Items listed in a dataset
※

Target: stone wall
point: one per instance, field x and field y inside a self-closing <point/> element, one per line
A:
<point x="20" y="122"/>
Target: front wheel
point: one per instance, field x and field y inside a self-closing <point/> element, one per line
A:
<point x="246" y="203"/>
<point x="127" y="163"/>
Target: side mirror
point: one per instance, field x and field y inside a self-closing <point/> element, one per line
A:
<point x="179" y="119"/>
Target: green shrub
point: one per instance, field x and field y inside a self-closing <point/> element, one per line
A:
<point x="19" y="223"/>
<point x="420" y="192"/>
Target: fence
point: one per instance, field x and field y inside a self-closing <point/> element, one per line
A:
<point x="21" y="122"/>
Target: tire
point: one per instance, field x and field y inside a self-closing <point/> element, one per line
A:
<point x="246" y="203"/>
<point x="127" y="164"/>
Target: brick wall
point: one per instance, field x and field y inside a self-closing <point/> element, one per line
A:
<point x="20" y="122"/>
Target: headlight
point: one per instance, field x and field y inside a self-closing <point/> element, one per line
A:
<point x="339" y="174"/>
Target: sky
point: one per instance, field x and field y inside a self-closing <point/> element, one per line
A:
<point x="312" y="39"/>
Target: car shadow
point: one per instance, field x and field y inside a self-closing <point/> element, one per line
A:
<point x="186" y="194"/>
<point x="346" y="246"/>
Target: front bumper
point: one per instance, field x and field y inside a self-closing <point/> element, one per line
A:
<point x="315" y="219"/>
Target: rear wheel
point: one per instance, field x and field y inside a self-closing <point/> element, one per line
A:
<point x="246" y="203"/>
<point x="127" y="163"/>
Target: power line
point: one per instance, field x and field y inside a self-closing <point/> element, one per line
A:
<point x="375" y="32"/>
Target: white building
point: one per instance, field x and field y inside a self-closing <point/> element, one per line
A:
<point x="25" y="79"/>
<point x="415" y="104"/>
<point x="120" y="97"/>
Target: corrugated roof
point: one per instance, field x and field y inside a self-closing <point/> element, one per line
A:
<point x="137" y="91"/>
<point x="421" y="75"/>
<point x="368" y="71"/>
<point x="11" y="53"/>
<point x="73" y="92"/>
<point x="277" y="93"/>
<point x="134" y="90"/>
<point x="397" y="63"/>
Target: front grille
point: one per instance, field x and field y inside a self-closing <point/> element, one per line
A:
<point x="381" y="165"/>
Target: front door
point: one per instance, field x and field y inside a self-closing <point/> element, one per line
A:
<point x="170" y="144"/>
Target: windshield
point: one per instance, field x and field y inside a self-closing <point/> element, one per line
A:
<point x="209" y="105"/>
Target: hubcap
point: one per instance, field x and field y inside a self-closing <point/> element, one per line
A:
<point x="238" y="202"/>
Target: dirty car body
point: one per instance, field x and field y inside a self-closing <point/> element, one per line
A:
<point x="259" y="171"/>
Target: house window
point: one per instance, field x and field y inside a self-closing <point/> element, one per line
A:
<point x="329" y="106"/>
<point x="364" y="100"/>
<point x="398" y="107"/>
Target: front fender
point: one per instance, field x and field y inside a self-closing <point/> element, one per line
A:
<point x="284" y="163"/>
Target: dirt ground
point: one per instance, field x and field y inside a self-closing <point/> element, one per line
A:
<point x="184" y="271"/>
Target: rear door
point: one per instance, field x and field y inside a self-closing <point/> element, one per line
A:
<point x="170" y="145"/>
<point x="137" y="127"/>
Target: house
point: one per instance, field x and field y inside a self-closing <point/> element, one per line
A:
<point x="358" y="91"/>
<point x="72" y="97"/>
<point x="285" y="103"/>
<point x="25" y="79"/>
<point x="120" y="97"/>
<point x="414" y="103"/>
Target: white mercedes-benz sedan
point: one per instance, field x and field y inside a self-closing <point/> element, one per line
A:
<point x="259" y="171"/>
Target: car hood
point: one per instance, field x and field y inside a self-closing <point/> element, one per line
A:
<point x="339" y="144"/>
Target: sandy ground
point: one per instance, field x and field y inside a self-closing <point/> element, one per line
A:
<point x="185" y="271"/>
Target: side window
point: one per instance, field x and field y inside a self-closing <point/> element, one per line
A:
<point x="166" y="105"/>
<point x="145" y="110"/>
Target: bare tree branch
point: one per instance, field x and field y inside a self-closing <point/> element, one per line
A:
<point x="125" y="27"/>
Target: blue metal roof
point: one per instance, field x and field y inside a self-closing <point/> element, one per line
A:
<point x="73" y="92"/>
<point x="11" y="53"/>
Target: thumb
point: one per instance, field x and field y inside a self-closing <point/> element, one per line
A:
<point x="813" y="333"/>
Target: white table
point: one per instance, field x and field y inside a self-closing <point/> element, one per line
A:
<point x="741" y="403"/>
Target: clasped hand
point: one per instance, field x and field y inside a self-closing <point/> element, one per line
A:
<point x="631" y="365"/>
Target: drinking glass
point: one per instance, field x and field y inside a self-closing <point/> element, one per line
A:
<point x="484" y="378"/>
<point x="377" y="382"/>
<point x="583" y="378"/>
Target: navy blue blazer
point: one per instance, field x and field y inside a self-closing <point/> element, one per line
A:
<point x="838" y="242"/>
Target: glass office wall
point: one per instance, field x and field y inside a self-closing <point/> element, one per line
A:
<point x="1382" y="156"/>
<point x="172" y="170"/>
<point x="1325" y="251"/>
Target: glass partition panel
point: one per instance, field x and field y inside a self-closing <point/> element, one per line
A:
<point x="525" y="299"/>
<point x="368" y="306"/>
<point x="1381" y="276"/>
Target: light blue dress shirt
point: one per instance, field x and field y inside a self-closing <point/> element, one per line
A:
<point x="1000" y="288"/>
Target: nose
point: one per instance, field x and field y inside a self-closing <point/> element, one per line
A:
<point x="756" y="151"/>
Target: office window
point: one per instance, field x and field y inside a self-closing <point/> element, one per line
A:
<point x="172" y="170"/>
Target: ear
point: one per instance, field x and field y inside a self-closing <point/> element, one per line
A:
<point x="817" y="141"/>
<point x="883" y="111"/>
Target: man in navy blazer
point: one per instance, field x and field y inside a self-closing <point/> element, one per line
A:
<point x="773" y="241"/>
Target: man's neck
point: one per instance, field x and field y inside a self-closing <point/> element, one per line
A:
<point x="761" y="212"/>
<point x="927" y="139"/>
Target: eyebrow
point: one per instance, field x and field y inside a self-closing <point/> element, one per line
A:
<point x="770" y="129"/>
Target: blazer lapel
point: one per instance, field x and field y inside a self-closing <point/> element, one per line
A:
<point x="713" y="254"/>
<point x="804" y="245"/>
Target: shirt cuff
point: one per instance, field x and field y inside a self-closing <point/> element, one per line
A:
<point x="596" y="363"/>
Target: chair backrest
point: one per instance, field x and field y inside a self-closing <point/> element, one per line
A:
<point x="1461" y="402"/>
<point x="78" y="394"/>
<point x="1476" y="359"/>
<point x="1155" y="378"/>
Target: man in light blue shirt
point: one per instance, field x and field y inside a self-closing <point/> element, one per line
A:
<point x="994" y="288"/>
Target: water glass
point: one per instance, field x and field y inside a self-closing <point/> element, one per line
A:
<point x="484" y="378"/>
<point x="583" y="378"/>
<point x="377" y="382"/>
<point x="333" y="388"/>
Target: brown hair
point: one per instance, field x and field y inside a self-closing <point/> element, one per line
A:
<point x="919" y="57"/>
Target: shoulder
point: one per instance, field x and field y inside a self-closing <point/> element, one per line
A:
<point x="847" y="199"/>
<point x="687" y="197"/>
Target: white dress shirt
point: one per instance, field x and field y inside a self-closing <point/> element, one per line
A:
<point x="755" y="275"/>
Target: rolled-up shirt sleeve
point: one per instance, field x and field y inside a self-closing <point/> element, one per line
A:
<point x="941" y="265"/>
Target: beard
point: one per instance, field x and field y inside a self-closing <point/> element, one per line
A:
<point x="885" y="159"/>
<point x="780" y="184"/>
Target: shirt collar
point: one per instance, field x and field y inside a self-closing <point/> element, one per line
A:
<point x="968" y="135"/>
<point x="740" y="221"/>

※

REQUIRED TASK
Please update the listing from the line with "Target: beard" through the end of the listing, changing "shirt collar" to "collar" and keeping everything else unchanged. Return only those lines.

OUTPUT
Target: beard
point: one per instance, field x and field y inside a self-closing <point/> element, one per line
A:
<point x="885" y="159"/>
<point x="780" y="184"/>
Target: collar
point: one per instance, field x and field y inside a self-closing <point/> element, one per line
A:
<point x="968" y="135"/>
<point x="740" y="221"/>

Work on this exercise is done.